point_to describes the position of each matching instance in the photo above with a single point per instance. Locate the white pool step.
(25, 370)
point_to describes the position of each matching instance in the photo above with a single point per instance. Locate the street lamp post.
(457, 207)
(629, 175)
********************
• _ABOUT THIS EXERCISE_
From the first line to the last, retype the records exactly as they stand above.

• _SOLUTION TO THIS TASK_
point_to describes the position of each matching instance in the photo above with a single point per instance. Locate the white pool step.
(25, 370)
point_to describes the position of each matching instance in the photo above with a single point per instance. Locate the street lamp post.
(457, 207)
(629, 175)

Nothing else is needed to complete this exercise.